- WHAT IS REQUIRED
Return verbatim the lines of the material below, starting with the line that contains "If you could mark the flower bud" and continuing through the final line of the material, both included.

# # # # #

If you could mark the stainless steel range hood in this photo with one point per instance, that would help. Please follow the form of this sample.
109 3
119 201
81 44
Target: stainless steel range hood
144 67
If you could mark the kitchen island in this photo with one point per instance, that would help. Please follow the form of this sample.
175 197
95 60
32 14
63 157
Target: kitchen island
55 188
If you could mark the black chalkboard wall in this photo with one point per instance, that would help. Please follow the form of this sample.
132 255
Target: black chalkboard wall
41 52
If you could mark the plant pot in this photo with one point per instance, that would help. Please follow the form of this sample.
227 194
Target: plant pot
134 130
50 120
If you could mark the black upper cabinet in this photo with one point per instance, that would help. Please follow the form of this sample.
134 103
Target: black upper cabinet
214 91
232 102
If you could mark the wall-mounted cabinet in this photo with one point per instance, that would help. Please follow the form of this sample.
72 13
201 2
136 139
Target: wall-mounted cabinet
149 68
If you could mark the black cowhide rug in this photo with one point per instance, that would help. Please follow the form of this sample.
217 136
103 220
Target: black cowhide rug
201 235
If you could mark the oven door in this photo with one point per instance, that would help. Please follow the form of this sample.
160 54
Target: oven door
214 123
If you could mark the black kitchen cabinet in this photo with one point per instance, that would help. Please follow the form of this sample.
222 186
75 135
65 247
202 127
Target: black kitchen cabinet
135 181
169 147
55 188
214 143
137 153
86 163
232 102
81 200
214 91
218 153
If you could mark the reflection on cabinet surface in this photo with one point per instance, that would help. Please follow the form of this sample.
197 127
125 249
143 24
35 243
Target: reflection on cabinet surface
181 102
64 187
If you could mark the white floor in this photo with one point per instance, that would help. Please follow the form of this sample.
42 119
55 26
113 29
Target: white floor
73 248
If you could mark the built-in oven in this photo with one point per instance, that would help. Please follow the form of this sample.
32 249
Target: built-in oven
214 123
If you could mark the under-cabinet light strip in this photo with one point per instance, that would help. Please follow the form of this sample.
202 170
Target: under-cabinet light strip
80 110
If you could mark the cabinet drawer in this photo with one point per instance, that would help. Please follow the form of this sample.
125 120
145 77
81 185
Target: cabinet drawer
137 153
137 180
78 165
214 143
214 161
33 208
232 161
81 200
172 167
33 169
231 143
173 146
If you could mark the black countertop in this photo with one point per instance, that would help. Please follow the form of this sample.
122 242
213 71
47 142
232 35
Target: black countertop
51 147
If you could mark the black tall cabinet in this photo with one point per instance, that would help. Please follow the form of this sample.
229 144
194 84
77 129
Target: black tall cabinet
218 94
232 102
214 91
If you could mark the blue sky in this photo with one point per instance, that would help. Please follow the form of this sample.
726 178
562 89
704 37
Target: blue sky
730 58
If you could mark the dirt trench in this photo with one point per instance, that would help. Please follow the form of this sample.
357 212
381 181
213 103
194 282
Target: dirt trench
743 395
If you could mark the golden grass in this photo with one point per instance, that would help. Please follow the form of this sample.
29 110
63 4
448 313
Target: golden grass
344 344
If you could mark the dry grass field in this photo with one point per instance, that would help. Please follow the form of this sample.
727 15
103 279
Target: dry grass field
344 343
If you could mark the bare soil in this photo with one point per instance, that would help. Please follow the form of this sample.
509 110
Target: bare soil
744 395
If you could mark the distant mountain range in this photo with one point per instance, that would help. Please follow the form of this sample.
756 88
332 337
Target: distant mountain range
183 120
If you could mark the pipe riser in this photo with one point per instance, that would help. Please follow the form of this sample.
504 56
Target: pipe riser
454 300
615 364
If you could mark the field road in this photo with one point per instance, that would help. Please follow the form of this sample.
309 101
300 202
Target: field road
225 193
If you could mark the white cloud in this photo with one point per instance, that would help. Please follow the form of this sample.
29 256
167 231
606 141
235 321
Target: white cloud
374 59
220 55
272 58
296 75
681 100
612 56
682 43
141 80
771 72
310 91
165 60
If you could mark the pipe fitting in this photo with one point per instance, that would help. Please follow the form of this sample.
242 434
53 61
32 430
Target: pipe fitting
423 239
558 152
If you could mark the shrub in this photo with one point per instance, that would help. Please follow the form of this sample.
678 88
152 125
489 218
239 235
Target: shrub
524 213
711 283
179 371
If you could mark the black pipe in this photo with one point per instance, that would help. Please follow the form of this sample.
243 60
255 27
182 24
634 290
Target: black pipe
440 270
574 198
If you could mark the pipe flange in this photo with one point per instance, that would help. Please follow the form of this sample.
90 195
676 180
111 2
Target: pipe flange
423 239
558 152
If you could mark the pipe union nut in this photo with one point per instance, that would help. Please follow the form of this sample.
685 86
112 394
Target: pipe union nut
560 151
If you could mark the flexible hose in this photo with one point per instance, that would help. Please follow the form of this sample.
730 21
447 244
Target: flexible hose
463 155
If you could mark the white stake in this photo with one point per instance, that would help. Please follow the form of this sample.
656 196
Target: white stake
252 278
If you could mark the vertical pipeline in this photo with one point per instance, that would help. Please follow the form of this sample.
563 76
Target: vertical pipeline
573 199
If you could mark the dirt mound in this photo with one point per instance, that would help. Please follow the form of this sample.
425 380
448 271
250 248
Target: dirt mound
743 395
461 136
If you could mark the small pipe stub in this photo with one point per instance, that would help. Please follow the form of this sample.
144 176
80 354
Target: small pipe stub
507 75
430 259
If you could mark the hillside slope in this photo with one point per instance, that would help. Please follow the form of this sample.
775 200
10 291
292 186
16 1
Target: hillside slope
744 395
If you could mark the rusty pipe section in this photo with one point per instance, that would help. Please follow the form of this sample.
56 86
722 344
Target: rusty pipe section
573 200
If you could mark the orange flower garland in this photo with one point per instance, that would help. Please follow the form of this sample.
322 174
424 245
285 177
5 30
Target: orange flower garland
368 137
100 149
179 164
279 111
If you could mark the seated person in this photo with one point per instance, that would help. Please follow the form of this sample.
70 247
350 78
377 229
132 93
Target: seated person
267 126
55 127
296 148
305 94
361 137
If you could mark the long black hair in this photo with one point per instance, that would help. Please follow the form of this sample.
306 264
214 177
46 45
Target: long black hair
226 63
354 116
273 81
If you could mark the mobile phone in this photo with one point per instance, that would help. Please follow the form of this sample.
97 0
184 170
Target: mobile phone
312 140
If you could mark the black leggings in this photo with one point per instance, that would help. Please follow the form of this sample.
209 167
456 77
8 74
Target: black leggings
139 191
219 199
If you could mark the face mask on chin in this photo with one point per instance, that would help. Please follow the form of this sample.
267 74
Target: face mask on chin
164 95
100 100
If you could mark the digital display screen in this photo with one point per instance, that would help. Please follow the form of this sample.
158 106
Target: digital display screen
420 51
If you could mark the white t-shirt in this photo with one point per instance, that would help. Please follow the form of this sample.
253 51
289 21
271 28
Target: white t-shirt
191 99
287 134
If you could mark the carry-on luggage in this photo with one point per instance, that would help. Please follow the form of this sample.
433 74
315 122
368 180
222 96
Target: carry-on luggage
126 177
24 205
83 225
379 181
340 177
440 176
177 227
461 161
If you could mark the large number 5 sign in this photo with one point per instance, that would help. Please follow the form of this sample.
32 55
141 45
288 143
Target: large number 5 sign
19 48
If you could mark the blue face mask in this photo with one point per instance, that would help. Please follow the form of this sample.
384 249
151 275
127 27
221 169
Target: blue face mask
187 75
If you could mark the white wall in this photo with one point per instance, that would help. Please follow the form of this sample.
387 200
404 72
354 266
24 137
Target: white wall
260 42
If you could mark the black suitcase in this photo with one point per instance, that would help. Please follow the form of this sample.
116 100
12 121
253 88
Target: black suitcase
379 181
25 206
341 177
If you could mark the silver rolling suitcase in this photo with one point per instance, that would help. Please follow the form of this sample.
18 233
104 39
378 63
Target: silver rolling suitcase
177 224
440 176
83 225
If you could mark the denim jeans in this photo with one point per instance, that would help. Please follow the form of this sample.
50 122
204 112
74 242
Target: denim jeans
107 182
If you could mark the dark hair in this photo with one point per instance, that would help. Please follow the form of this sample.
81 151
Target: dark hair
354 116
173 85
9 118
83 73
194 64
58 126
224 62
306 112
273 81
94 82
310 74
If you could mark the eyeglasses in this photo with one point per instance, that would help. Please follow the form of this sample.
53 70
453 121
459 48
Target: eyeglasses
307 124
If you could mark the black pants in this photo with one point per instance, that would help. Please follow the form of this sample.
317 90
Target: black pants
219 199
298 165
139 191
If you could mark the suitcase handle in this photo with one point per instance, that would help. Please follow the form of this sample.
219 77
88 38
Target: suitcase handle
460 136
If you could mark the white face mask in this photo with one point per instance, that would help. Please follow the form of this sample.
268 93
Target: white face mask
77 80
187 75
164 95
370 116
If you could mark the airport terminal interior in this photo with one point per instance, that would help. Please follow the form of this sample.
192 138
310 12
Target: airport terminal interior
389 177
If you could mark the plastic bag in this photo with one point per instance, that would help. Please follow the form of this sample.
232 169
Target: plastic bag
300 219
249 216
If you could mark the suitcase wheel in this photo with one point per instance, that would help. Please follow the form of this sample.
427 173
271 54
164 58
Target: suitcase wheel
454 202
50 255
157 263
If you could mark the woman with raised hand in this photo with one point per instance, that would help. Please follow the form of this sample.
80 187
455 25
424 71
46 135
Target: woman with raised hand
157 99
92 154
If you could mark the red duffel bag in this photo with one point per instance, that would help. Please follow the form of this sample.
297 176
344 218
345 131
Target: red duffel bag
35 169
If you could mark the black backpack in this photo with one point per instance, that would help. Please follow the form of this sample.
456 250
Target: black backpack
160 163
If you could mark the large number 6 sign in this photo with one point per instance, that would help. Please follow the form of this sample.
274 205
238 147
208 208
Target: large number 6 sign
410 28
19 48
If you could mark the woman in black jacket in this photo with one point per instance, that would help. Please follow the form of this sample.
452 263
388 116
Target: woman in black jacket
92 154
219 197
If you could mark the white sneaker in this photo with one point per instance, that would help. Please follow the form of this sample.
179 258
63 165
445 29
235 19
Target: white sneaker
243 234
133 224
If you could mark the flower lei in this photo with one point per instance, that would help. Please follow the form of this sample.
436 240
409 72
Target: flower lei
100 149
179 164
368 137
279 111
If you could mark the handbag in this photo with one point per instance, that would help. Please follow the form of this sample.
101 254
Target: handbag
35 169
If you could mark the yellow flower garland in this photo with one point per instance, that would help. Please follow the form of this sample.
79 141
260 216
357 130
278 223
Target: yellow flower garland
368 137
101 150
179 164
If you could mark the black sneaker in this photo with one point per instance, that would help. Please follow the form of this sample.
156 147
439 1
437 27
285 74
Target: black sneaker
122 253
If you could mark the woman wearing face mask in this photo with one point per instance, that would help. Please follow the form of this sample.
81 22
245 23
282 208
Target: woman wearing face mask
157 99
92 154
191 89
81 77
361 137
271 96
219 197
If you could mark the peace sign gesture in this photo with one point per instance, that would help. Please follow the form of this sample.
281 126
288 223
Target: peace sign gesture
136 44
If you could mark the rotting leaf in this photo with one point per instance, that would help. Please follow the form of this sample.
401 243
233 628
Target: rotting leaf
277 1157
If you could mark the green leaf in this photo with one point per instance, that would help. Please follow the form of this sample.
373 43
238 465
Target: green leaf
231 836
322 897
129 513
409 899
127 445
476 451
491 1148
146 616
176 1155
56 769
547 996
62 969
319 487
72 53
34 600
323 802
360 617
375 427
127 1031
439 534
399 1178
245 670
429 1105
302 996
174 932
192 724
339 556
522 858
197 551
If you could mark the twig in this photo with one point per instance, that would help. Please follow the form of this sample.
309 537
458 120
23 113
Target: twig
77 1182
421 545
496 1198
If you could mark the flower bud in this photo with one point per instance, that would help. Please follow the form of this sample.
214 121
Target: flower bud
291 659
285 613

# # # # #

- RESPONSE TO THIS EXERCISE
If you could mark the flower bud in this photo with one point per instance, that would help. Please follow the form of this sample.
214 121
Target: flower bud
291 659
285 613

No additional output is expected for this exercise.